## [Prompt]
Extract every line of the material below that contains the string "paper", matching case exactly.

## [Dataset records]
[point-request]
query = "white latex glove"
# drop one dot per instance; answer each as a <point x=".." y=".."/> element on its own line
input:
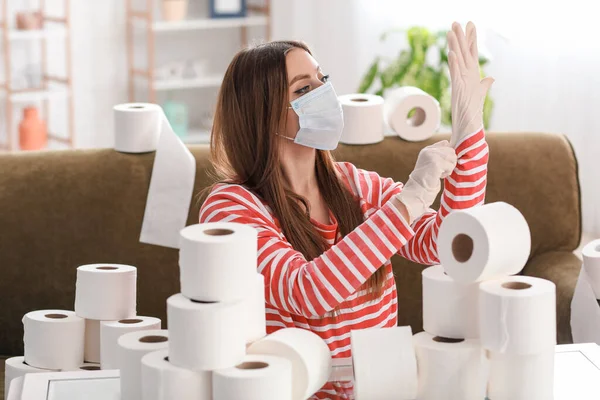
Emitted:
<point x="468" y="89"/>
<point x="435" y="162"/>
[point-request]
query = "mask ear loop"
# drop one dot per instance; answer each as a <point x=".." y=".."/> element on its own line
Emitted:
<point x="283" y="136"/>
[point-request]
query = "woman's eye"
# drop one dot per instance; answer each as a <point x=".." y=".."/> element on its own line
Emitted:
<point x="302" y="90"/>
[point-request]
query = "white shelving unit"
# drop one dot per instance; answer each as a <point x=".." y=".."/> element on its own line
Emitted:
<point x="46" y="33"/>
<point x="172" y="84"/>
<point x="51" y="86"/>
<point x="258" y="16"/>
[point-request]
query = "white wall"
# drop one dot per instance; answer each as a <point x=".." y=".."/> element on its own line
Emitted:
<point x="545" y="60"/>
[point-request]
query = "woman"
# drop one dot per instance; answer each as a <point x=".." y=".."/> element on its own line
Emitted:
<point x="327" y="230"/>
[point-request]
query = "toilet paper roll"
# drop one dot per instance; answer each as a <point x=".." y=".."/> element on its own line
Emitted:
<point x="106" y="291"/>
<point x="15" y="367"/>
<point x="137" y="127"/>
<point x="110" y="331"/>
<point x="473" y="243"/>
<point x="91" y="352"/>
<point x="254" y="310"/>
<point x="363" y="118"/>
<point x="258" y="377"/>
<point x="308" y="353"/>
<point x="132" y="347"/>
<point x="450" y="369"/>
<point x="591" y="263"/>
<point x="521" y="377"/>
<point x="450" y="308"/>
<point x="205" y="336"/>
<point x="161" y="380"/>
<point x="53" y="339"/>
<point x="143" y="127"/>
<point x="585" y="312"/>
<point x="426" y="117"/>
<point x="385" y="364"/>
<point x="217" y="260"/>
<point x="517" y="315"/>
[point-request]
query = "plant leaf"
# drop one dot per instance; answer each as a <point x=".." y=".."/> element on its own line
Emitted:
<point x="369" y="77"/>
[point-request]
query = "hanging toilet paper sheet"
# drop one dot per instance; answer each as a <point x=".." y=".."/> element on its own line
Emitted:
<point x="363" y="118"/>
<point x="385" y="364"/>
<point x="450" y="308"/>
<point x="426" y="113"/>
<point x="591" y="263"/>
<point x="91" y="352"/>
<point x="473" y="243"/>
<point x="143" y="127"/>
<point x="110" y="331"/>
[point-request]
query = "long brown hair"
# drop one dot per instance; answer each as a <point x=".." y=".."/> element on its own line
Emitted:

## [Output below]
query = "toilet paper roll"
query = "hanging toilet paper sheet"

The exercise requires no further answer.